* _STATED TASK_
Beginning with the line where "Check that every instance of the butcher's" appears, restate the lines word for word through the last one in the listing.

* _MATERIAL_
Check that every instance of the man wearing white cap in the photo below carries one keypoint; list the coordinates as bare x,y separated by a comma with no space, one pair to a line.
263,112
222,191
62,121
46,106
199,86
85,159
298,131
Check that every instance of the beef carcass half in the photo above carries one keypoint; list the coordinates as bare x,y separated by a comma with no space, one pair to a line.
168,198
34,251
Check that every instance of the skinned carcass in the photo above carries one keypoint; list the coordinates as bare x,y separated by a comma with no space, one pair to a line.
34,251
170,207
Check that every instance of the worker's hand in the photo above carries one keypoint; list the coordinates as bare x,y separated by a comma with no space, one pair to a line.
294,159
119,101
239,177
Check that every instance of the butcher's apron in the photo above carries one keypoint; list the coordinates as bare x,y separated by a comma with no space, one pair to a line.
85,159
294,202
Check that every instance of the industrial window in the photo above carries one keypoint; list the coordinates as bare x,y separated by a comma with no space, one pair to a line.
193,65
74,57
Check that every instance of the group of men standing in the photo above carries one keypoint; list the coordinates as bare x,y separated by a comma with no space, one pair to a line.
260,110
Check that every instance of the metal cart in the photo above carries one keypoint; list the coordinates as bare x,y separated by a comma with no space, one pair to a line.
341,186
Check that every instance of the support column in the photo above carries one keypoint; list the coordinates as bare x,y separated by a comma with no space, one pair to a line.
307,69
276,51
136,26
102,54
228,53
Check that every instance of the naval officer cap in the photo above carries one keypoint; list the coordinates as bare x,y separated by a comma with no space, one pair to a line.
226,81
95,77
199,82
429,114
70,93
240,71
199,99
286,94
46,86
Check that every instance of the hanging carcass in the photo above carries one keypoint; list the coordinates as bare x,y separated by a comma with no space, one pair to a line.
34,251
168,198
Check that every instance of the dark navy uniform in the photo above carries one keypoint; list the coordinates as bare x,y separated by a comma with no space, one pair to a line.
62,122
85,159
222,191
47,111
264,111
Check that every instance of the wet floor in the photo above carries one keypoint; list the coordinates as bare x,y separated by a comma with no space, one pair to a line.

* _FINAL ANSWER_
Check that every instance of the butcher's apron in the photo above carries one keypoint; list the coordinates as bare x,y separated by a comma with no space, one pair to a line.
85,159
294,202
Check that every instance of the industrial window in the photo above carries one keypoint; list the coordinates as bare x,y separated by a comma with no space, one pair to a line.
193,65
74,57
Check that every instance of the group of men standing in the photo above carries one keypoint; list the coordinates as bare x,y separated by a comma with no space, one pair to a line.
260,110
Check that every instance of the metal cart in the photo above carries one keypoint; list the coordinates as bare x,y separated by a comma with no space, one pair to a line.
341,186
Check that every instance of the support column in the photo above carries one keypoint; list the coordinates as bare x,y separated by a comma with no space, one pair to a line.
307,69
276,51
136,26
102,54
228,53
Check that every instance of the naval officer cap in the photo above carries one keypoint; list the coordinates as bare x,y separated by a comma with no space, one pair to a line.
226,81
95,77
199,82
429,114
70,93
240,71
199,99
286,94
46,86
Check that every instance of the hanging carcass in the photo above carries one keypoint; list the coordinates as bare x,y separated by a comma with no space, one pair to a line.
34,251
168,198
Check that every instance of the dark navy uniform in the photo above carries one keypoint; list the coordinates as bare x,y separated by a comma with no space, one pair to a line.
62,122
85,159
222,191
47,111
264,111
Check that every instance of the wet floor in the photo above carries one keypoint; list the coordinates as bare x,y separated by a comma with no space, one pair to a line.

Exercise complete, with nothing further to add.